> **WRITTEN EXERCISE**:
Copy out the listing below line for line, changing nothing.

%%

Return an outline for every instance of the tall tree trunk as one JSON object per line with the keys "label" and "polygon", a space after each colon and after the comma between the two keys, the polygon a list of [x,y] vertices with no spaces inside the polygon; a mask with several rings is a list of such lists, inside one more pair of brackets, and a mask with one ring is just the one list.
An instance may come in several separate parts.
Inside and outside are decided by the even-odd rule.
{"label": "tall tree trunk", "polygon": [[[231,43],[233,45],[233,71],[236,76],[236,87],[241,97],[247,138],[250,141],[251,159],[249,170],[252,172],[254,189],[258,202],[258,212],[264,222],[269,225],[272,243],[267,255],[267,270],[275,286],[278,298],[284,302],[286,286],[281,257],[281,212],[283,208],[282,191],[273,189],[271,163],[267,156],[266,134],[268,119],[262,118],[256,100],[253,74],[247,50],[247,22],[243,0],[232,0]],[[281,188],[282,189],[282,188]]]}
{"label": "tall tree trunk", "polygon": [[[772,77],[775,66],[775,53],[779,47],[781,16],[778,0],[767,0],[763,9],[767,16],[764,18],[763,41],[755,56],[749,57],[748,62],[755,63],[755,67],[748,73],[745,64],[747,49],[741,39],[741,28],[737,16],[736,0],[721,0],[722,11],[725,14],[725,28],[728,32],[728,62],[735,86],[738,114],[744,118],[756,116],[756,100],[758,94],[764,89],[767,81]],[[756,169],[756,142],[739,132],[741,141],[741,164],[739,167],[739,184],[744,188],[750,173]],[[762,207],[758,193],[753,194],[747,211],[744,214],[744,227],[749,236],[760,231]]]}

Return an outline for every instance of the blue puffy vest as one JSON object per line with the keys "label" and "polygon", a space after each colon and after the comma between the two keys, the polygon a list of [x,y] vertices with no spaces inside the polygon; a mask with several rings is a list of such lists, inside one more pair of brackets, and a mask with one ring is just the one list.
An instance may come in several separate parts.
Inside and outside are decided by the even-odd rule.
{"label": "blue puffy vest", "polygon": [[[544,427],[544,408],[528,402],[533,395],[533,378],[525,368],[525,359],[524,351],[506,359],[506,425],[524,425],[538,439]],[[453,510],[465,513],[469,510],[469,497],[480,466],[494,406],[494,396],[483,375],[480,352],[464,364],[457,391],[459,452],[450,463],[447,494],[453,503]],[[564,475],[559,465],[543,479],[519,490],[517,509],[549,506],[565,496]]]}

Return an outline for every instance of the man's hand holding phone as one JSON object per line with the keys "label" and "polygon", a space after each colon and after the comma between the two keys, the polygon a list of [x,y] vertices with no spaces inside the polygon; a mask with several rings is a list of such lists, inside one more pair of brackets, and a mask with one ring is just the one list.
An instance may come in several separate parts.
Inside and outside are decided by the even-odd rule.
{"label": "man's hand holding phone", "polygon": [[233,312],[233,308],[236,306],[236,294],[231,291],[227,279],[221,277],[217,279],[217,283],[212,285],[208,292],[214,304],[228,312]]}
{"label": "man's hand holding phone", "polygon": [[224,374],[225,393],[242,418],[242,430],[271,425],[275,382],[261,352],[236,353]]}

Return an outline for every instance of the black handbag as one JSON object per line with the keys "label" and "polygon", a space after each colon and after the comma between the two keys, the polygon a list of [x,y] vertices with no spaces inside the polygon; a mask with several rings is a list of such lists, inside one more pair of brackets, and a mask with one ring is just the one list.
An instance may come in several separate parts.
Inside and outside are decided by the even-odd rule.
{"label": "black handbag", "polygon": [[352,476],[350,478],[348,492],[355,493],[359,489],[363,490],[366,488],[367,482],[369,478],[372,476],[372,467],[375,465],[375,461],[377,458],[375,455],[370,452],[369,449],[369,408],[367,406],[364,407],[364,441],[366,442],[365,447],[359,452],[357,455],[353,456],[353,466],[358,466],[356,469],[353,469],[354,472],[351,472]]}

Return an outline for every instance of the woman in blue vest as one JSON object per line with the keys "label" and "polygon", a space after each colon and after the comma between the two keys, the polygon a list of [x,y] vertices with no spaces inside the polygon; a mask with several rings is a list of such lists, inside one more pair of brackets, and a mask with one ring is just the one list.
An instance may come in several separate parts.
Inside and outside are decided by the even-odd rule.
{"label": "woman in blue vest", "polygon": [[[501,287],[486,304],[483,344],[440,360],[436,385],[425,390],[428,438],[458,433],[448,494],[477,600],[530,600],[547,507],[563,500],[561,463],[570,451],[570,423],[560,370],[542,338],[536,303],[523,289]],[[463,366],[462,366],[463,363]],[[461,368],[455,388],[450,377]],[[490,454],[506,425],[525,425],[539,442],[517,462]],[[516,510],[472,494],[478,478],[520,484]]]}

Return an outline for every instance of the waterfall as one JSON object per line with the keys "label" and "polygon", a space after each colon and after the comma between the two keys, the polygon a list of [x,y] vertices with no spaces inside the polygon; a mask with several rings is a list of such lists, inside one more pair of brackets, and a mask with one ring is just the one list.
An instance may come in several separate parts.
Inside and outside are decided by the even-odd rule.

%%

> **SOLUTION TO THIS PROBLEM**:
Return an outline for every instance of the tall tree trunk as one JSON object per line with the keys "label" and "polygon", a space after each colon and after the comma between the two keys, the polygon a list of [x,y] vertices with no spaces inside the polygon; a mask with several rings is a list of such lists, inside one more pair of brackets, and a mask with one ring is just the one list.
An instance may come in several separate parts.
Inside and outside are decided by the even-odd rule.
{"label": "tall tree trunk", "polygon": [[[231,43],[233,45],[233,71],[236,76],[236,87],[241,97],[247,138],[250,141],[251,159],[249,170],[252,172],[254,189],[258,202],[258,212],[264,222],[269,225],[272,243],[267,255],[267,270],[275,286],[278,298],[284,302],[286,286],[281,257],[281,212],[283,208],[282,191],[273,189],[271,163],[267,156],[266,134],[268,119],[262,118],[256,100],[253,74],[247,50],[247,22],[243,0],[232,0]],[[281,188],[282,189],[282,188]]]}
{"label": "tall tree trunk", "polygon": [[[772,77],[775,66],[775,53],[779,47],[781,16],[778,0],[767,0],[763,9],[767,16],[764,18],[763,41],[755,56],[749,57],[748,62],[755,63],[755,67],[748,73],[745,64],[747,49],[741,39],[741,28],[737,16],[736,0],[721,0],[722,11],[725,14],[725,28],[728,32],[728,62],[735,86],[738,114],[744,118],[756,116],[756,100],[758,94],[764,89],[767,81]],[[756,169],[756,142],[739,132],[741,141],[741,164],[739,167],[739,184],[744,188],[750,173]],[[762,207],[758,193],[753,194],[747,211],[744,214],[744,227],[749,236],[760,231]]]}

Return an outline for every instance of the blue puffy vest as one JSON object per line with the keys "label" and "polygon", a space after each colon and after the comma between the two keys, the polygon a list of [x,y] vertices with no spaces inside the polygon; a mask with several rings is a list of such lists, inside one more pair of brackets, and a mask with one ring is just the one list.
An instance may come in several separate parts.
Inside and outside are decided by the even-odd rule.
{"label": "blue puffy vest", "polygon": [[[544,427],[544,408],[528,402],[533,395],[533,378],[525,368],[525,359],[524,351],[506,359],[506,425],[524,425],[538,439]],[[453,510],[465,513],[469,510],[469,497],[480,466],[494,406],[494,396],[483,375],[480,352],[464,364],[457,391],[459,452],[450,463],[447,494],[453,503]],[[564,475],[559,465],[543,479],[519,490],[517,509],[549,506],[565,496]]]}

Return an outline for every instance of the man's hand holding phone as one JSON object per line with the keys "label" and "polygon", a space after each colon and after the comma between the two keys, the polygon a list of [x,y] vertices with no spaces inside the polygon; a mask with several rings is a list of such lists, inside one more pair of brackets, and a mask with one ring is just the one list.
An instance may come in several separate parts.
Inside and outside are decided by the even-odd rule.
{"label": "man's hand holding phone", "polygon": [[233,312],[233,308],[236,306],[236,294],[231,291],[227,279],[221,277],[217,279],[217,283],[212,285],[208,292],[214,304],[228,312]]}
{"label": "man's hand holding phone", "polygon": [[224,374],[225,393],[242,418],[242,430],[271,425],[275,382],[261,352],[236,353]]}

Return an outline for every instance of the black handbag as one JSON object per line with the keys "label" and "polygon", a space after each colon and after the comma between the two keys, the polygon a list of [x,y] vertices with no spaces inside the polygon; a mask with several rings is a list of such lists, inside one more pair of brackets, and a mask with one ring is just the one list.
An instance may come in several separate parts.
Inside and outside are decided by the even-odd rule.
{"label": "black handbag", "polygon": [[352,476],[350,478],[348,492],[355,493],[359,489],[363,490],[366,488],[367,482],[369,478],[372,476],[372,467],[375,465],[375,461],[377,458],[375,455],[370,452],[369,449],[369,408],[367,406],[364,407],[364,441],[366,442],[365,447],[359,452],[357,455],[353,456],[353,466],[358,466],[356,469],[353,469],[354,472],[351,472]]}

Return an outline for every instance of the woman in blue vest as one JSON object per line with the keys "label" and "polygon", a space after each colon and after the comma between the two keys, the polygon a list of [x,y] vertices with no spaces inside the polygon; a mask with several rings is a list of such lists, inside one more pair of brackets, and a mask with one ring is just the one list.
An instance may come in several separate parts.
Inside and outside are decided by the even-odd rule.
{"label": "woman in blue vest", "polygon": [[[501,287],[486,304],[483,344],[440,360],[436,385],[425,390],[428,438],[458,433],[448,494],[477,600],[530,600],[547,507],[563,500],[561,463],[570,451],[570,423],[560,370],[542,338],[536,303],[523,289]],[[463,366],[462,366],[463,363]],[[461,368],[455,388],[450,377]],[[490,454],[506,425],[525,425],[539,442],[517,462]],[[516,510],[472,494],[478,478],[520,484]]]}

Return an outline for every instance of the waterfall as one JSON object per line with the keys "label" and "polygon", a space after each colon and after the comma between the two keys, the polygon a list of [x,y] vertices with no spaces inside the polygon; a mask with several rings is a list of such lists, inside one more pair of brackets, and a mask with one ring is just the one list.
An instance may come in several separate parts.
Inside and outside are decided by the even-odd rule.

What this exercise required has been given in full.